The primary predictors for the real-world outcomes were (a) intensity of browsing and (b) downloading activity. Browsing intensity combines total URLs visited per day, unique URLs visited per day, and domains visited per day with Cronbach’s alpha of 0.79. Given the large skew, a log transformation was used. Downloading activity was measured as a count of the total software installed on the computer. This variable was also highly skewed, so a log transformation was used (Canfield et al. 2017).

Stimuli

Of the 40 emails that participants reviewed, 19 were phishing emails (adapted from public archives), 19 were legitimate emails (adapted from real ones), and 2 were attention checks. Although a 50% base rate of phishing emails is not realistic (less than 1% of actual emails are phishing), that rate was used to reduce the burden on participants and the time required to collect sufficient data for analysis. The order of the emails was randomized for each participant.

Each phishing email contained one or more of the following features often associated with phishing: (a) impersonal greeting, (b) suspicious URLs with a deceptive name or IP address, (c) unusual content based on the stated sender and subject, (d) requests for urgent action, and (e) grammatical errors or misspellings (Downs et al. 2006). Although the cues were not systematically varied (to reflect their distribution in phishing emails), the URL was the most valid cue for identifying a phishing e-mail (following Downs et al. 2006). Legitimate e-mails were adapted from personal e-mails and example e-mails on the Internet, leading to some phishing cues appearing in legitimate e-mails (e.g., misspellings). Figure 1 shows example phishing and legitimate e-mails used in the study.
Fig. 1

Example (a) phishing and (b) legitimate email used in the study

In the Fig. 1 examples, the phishing email cues include an impersonal greeting (“Dear Webmail user”), suspicious URL (“sonna.com” rather than soma.com), unusual content (“re-activation of your Email account”), requests for urgent action (“inability to complete this procedure will render your account inactivate”), and grammatical errors (as depicted in italics in the previous two examples).

Analyses

Metacognition was assessed via the Brier score, a measure of the accuracy of probability (confidence) judgments (Brier 1950). It is the average of the squared difference between the judgment or forecast, represented as f, and the observed outcome, represented as o, across all emails for each individual, where smaller values indicate better forecasts. In this context, each individual is forecasting (via their confidence judgment) their accuracy for detecting phishing emails. The Brier score can be decomposed into three components, calibration (or reliability), resolution, and knowledge (or uncertainty). Probability judgments are typically binned into ranges.

_ _ _ _ _ _ _

*Written exercise A*
In the phishing study text, write out everything from "The primary predictors" down to "et al. 2017).", changing "log transformation" to "square-root transformation".
*Written exercise B*
According to the phishing study text, how many of the 40 emails that participants reviewed were phishing emails?
The items that come after this have no connection to the phishing study text.

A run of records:
_ _ _ _ _ _ _

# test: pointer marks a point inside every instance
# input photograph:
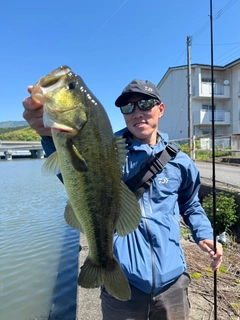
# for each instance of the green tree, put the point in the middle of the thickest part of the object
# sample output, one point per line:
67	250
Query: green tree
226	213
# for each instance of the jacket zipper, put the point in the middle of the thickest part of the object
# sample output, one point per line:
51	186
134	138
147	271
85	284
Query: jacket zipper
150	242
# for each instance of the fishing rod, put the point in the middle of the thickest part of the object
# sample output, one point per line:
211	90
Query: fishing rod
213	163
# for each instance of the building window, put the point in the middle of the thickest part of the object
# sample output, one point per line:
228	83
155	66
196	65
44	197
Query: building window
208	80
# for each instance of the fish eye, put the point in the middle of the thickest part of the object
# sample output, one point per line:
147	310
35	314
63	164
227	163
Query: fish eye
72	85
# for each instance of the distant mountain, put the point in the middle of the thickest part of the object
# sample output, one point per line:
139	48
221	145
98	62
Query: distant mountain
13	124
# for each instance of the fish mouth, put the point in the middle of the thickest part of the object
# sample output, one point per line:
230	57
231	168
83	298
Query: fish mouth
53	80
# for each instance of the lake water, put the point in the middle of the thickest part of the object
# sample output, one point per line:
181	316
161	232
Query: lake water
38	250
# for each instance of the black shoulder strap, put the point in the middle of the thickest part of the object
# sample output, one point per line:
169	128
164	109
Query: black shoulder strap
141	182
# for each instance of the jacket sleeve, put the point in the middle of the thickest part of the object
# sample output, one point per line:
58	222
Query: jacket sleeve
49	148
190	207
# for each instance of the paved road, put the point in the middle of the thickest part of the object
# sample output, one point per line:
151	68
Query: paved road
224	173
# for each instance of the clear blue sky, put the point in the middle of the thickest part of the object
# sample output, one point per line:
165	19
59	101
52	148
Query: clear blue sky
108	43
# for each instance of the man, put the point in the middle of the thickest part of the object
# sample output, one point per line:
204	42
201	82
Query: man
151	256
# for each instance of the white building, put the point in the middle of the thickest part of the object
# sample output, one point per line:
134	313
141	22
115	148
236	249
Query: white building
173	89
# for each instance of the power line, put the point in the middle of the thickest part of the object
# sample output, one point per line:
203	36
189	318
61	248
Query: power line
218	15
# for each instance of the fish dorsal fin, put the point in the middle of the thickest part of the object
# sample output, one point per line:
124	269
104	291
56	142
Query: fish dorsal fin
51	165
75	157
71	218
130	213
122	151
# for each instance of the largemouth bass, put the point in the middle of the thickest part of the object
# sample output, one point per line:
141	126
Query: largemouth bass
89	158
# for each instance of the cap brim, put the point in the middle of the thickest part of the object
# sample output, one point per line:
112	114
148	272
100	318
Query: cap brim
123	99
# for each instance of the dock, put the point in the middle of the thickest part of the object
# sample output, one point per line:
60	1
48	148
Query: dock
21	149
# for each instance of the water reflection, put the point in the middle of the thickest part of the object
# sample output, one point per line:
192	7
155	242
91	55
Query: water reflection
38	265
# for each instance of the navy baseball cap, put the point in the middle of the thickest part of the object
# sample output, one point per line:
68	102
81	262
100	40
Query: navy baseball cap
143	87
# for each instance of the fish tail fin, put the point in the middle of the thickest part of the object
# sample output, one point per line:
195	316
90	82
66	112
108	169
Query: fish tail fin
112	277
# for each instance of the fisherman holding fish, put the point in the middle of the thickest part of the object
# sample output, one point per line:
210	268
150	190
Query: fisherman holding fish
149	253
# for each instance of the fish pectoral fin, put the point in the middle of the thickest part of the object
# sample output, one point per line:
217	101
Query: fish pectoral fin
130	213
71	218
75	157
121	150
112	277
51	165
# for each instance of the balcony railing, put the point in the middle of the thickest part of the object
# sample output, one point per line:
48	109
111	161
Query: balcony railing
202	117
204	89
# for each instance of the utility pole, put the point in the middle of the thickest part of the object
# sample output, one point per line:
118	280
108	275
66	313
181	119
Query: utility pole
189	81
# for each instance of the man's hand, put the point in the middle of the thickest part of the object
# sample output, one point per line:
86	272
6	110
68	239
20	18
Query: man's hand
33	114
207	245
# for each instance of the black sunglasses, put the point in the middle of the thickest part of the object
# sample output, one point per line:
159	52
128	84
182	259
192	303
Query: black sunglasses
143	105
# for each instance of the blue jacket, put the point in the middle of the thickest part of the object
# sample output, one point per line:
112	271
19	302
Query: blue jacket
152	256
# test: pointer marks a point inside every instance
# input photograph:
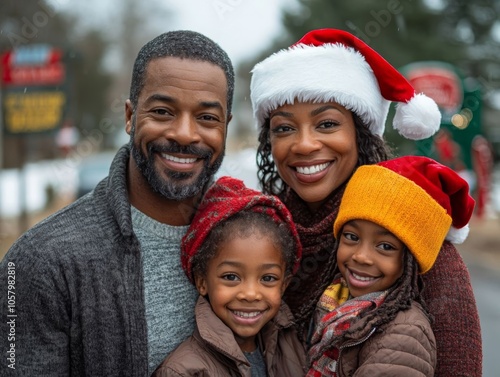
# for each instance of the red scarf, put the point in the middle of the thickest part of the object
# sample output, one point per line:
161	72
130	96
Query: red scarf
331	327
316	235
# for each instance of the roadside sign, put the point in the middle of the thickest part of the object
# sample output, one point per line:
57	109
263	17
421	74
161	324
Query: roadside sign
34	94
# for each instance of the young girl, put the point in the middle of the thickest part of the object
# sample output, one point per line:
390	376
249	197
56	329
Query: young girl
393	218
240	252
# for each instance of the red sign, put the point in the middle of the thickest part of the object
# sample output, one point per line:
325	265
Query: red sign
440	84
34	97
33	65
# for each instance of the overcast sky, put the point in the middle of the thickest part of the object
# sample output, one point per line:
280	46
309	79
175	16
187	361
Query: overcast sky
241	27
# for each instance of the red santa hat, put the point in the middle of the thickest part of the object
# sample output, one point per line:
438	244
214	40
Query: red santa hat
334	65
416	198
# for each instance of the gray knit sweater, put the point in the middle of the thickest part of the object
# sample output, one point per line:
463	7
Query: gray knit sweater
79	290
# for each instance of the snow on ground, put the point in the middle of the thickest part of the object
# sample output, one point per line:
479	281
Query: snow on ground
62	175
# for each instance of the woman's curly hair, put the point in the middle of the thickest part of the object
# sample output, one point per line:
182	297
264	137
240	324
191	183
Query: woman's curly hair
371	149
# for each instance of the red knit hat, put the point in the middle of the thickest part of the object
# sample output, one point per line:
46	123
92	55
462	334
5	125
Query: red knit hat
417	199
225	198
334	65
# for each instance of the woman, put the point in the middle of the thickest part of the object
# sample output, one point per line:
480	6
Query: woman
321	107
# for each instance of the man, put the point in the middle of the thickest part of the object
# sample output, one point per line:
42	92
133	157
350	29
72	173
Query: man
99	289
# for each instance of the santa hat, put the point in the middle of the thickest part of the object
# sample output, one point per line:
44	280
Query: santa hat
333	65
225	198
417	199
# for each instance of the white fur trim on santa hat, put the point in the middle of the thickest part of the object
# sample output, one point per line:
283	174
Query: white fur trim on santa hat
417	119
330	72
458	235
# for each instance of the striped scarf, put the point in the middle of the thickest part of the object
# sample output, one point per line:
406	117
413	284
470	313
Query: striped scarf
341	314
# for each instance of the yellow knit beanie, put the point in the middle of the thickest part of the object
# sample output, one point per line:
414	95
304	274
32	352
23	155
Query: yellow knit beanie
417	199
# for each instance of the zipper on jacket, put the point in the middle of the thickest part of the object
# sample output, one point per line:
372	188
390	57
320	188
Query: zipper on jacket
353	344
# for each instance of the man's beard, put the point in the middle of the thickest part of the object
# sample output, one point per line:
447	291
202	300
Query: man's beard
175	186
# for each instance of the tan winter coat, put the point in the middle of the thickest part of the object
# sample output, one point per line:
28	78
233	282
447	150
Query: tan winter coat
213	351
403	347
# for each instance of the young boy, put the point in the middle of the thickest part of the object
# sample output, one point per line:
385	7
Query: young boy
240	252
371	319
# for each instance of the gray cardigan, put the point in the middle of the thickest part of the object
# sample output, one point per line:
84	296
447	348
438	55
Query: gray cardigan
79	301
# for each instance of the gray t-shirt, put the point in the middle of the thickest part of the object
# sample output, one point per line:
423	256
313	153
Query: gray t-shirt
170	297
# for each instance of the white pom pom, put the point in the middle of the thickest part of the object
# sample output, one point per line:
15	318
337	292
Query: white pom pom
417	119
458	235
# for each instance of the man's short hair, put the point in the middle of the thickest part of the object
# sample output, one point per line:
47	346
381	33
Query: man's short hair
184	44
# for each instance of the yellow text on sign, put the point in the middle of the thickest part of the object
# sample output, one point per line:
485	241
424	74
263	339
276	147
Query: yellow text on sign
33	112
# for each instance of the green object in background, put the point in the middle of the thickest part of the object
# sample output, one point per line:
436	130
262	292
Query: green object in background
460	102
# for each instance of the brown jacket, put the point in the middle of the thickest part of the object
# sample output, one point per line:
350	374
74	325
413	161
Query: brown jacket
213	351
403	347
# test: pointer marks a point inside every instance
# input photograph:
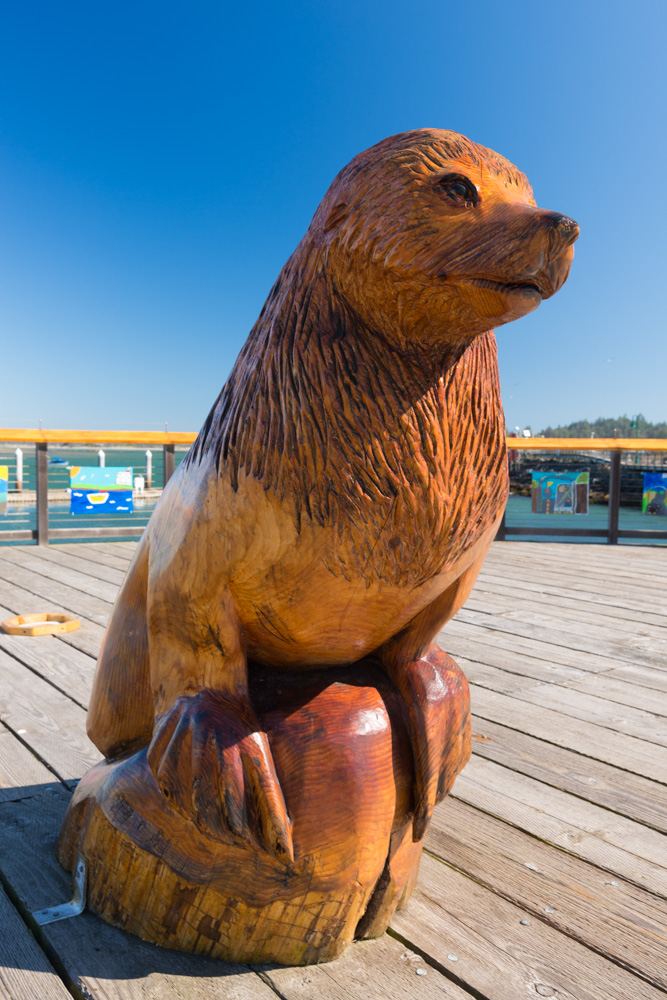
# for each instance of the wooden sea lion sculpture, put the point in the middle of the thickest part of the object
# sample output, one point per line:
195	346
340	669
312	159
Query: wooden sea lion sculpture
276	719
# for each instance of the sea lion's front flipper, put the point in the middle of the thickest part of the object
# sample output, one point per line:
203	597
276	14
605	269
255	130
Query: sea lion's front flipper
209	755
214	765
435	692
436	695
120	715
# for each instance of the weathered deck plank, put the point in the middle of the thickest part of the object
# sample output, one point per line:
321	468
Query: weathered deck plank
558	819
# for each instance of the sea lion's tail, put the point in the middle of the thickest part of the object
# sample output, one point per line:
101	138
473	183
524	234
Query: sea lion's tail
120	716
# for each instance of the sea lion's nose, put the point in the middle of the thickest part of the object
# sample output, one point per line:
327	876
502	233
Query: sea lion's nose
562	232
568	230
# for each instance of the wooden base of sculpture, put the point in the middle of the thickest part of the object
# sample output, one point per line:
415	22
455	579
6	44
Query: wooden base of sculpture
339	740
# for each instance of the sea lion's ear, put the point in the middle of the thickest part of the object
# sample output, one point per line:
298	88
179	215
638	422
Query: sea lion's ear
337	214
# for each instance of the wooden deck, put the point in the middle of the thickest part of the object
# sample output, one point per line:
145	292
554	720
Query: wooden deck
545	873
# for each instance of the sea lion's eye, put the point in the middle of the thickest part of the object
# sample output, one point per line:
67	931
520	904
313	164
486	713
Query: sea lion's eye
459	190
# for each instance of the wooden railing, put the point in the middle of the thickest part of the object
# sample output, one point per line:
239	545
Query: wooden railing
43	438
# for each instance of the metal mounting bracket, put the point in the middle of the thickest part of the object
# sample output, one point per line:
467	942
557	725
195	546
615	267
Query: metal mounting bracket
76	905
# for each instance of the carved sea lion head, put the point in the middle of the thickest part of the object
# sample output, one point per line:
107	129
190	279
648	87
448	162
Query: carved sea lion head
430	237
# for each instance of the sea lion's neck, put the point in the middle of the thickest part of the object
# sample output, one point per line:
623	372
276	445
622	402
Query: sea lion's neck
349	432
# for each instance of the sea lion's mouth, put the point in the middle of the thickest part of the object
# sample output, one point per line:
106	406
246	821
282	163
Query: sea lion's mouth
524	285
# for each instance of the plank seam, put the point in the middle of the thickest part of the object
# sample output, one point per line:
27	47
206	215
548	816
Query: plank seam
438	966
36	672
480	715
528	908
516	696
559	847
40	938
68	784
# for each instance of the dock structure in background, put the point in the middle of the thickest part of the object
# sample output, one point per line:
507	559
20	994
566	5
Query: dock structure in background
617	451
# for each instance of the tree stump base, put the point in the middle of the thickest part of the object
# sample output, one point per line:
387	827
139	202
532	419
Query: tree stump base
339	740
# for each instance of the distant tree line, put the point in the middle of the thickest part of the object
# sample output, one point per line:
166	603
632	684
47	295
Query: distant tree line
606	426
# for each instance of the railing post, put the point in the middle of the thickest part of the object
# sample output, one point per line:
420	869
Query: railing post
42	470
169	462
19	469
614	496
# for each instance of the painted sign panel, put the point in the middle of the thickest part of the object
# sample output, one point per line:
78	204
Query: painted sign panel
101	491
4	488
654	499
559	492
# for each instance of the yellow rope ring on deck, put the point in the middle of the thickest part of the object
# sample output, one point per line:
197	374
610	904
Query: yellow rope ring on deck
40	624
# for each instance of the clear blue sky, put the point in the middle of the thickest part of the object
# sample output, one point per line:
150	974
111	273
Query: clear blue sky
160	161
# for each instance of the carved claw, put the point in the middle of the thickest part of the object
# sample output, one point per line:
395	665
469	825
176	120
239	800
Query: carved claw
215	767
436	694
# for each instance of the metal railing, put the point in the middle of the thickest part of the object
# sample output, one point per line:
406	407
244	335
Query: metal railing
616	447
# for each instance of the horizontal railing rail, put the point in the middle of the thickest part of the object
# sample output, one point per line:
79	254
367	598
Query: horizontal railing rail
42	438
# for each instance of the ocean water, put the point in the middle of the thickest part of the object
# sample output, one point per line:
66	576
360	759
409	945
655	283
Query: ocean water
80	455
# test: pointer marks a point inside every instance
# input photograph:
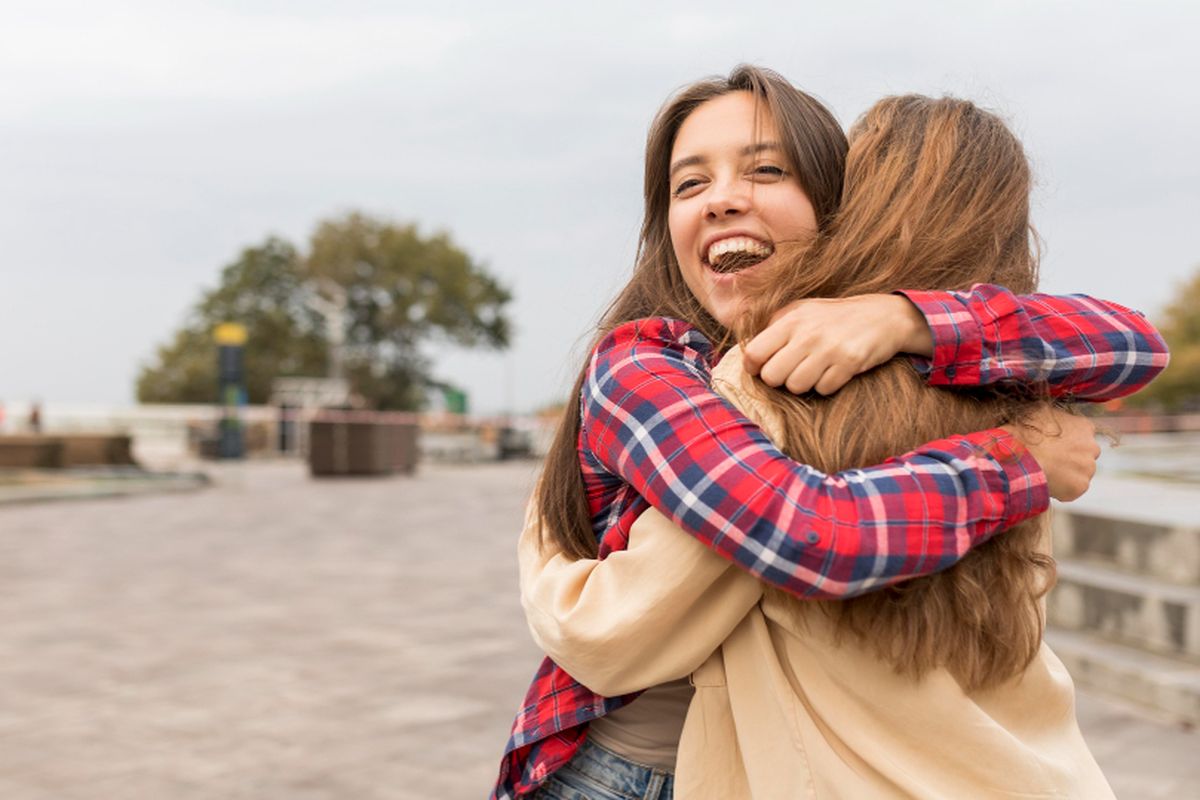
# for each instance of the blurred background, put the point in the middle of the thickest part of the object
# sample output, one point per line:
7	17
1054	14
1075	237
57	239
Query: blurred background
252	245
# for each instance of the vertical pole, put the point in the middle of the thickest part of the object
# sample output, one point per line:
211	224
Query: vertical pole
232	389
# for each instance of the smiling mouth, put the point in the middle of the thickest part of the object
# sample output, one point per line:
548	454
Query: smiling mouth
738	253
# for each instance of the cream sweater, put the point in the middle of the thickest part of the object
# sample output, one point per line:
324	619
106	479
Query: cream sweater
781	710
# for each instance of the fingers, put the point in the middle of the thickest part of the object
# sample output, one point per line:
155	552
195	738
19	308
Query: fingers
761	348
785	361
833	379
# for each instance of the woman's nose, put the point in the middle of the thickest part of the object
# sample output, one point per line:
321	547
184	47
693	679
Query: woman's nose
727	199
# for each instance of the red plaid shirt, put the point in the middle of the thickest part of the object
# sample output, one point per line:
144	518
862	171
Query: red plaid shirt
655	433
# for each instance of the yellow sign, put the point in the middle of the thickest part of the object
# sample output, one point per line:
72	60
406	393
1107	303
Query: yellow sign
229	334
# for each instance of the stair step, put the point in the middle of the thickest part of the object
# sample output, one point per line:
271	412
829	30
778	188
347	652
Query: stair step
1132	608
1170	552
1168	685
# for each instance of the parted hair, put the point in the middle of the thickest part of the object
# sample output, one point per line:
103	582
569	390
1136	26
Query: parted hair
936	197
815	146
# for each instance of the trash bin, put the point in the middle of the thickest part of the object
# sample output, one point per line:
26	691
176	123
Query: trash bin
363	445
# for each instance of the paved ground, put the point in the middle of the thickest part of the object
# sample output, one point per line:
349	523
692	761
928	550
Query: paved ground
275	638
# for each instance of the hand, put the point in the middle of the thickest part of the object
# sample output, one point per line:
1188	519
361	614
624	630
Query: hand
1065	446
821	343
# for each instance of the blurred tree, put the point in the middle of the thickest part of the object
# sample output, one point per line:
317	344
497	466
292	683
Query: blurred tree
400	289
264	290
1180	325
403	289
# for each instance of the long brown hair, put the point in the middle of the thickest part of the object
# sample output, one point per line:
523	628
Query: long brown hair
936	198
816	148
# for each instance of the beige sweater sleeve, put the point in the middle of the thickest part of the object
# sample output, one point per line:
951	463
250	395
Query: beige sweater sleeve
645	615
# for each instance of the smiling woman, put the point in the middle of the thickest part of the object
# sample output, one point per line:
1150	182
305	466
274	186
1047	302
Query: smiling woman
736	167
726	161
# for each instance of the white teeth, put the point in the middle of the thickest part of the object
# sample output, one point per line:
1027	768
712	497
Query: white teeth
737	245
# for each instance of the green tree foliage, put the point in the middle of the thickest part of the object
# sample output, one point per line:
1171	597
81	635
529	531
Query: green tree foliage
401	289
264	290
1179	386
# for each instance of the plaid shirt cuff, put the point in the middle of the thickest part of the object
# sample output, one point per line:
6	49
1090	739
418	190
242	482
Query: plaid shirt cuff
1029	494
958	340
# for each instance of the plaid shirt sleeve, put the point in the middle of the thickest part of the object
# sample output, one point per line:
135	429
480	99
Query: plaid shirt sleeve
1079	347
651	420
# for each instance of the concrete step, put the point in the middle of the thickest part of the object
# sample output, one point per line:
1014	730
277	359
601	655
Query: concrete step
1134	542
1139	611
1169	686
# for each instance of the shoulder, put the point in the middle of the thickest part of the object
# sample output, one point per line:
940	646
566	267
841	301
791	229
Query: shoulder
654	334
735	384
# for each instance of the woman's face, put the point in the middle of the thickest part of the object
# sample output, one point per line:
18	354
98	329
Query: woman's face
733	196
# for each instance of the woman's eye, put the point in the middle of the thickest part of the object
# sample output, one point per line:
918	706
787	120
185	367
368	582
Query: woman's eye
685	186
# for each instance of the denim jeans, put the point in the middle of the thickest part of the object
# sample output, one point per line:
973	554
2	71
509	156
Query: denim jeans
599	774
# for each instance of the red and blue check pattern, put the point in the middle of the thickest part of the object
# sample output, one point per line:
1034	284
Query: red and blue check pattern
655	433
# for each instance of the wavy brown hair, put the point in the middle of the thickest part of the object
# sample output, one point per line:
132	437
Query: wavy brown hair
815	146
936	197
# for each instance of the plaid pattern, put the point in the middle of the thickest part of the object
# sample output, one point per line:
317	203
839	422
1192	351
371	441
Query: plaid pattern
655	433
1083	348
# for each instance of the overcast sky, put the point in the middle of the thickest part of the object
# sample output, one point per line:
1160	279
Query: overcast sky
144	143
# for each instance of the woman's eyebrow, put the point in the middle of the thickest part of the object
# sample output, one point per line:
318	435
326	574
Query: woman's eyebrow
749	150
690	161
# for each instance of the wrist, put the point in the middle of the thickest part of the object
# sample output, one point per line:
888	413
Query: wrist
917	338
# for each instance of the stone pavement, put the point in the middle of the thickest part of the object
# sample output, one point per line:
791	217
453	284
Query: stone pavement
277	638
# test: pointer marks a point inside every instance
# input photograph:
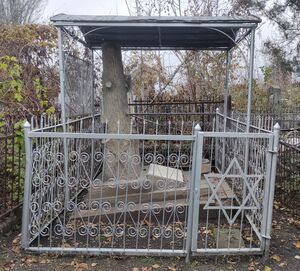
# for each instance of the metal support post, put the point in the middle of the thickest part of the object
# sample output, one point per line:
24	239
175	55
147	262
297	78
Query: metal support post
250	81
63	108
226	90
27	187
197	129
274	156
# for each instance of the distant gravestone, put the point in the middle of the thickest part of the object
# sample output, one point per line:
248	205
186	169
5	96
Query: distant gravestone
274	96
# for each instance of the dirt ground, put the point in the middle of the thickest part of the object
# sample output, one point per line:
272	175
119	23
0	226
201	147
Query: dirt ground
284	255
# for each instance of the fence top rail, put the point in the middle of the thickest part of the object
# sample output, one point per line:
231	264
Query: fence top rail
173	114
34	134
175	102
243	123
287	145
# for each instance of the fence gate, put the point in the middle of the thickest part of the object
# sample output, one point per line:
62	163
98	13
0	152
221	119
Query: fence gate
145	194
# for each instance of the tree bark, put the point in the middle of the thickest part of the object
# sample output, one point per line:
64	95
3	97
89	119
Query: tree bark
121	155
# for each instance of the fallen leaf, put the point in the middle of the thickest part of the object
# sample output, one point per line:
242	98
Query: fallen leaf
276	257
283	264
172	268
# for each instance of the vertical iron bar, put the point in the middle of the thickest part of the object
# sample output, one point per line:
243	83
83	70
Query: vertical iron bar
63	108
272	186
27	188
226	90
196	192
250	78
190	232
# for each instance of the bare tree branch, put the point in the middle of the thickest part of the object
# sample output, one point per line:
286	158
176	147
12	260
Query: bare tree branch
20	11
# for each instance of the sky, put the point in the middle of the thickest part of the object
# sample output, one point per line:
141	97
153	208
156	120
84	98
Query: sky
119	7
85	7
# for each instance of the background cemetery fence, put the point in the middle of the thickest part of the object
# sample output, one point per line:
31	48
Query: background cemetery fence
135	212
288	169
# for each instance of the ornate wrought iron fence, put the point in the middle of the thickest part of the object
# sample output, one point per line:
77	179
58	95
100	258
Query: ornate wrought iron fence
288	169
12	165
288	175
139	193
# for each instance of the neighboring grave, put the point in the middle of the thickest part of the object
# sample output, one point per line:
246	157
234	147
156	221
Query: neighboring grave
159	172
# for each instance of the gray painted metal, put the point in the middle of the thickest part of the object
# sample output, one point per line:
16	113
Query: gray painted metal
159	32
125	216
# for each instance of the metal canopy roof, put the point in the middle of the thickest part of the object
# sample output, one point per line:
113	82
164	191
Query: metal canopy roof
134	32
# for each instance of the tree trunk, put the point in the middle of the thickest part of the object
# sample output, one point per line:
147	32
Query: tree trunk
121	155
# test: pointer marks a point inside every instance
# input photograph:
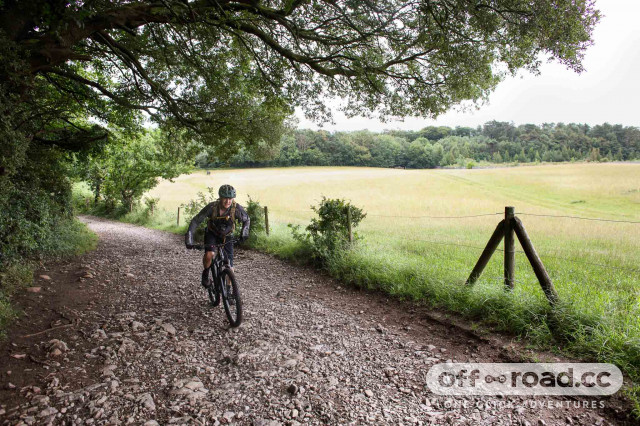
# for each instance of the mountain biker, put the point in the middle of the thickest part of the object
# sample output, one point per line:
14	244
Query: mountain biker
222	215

_ _ _ _ _ _ _

*Full answer A*
The primary predictors for the real-world outcomes were (a) intensity of browsing and (b) downloading activity. Browsing intensity combines total URLs visited per day, unique URLs visited per day, and domains visited per day with Cronbach’s alpha of 0.79. Given the large skew, a square-root transformation was used. Downloading activity was measured as a count of the total software installed on the computer. This variable was also highly skewed, so a square-root transformation was used (Canfield et al. 2017).

*Full answer B*
19